* **SOURCE TEXT**:
Yeah I loved the Street Sharks but they're set up wasn't worked, like their mode of transportation was basically chumping up the streets and making a mess of the roads. They needed better. However what was cool about them was how the show's success effected the toy line and they added some cool characters from the show straight into toys. That was weird and rare back in the early 90s.

I think Street Sharks have potential for a revival. Everyone's willing to give them a second chance since they're like a B-meme and they have positive nostalgia. Not to mention the character designs and villains especially are still cool doable. Dr. Piranha was Black Manta tier.

Yeah I had most of those. They were bad ass, I love them.

>They could eat your other pussy-ass action figures whole.

Man now I want to see this in Toy Story or something.

What if Extreme Dinosaurs were in the same universe and shared a show?

They-they did.

I recall there being just 11 episodes, so that didnt help

I wrote my dissertation on character archetypes and TMNT. I'm talking mostly about the comics and 2k3. I think the success of the 80s cartoon can be summed with with the theme song. But anyway.

I'm super high right now but I'm still going to try to explain.

TMNT, pretty much accidentally, established the Group of Four (+optional girl), and did it better than any piece of fiction I've seen since.

There were shows that came before it that shared elements of it, like Happy Days had Fonz (Raph) Richie (Donnie) as the main two, and Odd Couple had Felix (Donnie) and Oscar (Mikey), but never did a series have all four showcased equally like TMNT did.

* **PROVIDED INFORMATION**:

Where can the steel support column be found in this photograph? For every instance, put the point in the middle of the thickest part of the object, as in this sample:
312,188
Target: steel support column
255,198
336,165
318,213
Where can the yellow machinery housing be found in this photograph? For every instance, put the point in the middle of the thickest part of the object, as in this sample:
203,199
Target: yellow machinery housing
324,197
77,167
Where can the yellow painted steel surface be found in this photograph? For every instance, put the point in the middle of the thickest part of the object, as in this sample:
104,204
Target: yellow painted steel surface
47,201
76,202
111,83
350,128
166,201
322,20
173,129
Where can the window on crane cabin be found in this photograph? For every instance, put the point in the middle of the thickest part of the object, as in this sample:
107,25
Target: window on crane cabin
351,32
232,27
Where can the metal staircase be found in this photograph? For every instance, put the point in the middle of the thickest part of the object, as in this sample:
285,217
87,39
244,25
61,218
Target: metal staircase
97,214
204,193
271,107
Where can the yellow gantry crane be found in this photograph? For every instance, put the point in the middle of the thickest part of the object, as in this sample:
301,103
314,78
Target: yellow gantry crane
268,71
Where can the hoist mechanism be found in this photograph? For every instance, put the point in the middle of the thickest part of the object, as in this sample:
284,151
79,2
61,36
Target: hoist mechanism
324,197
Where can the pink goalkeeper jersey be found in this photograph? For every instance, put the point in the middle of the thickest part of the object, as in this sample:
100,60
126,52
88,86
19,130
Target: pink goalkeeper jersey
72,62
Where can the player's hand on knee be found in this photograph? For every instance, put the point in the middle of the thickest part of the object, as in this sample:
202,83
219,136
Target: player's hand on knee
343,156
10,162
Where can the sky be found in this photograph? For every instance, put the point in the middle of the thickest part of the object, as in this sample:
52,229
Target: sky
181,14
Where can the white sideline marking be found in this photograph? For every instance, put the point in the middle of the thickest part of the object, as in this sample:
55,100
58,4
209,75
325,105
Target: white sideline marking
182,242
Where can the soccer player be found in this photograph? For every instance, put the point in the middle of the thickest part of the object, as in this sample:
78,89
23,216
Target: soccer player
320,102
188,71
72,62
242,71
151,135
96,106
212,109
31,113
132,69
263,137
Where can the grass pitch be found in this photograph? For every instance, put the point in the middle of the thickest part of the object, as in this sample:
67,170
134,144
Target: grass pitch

* **TASK INSTRUCTIONS**:
[1] Answer these about the discussion:
(a) Which villain is called "Black Manta tier"?
(b) How many episodes does one poster recall there being?
(c) What does the dissertation writer say TMNT established?
[2] Which sitcom characters does the discussion match with a turtle? List each one along with the turtle it is paired with.
Answer from the discussion alone, not the entries.

* **RESPONSES PER TASK**:
[1]
(a) Dr. Piranha
(b) 11
(c) The Group of Four (+optional girl)

[2]
Fonz: Raph
Richie: Donnie
Felix: Donnie
Oscar: Mikey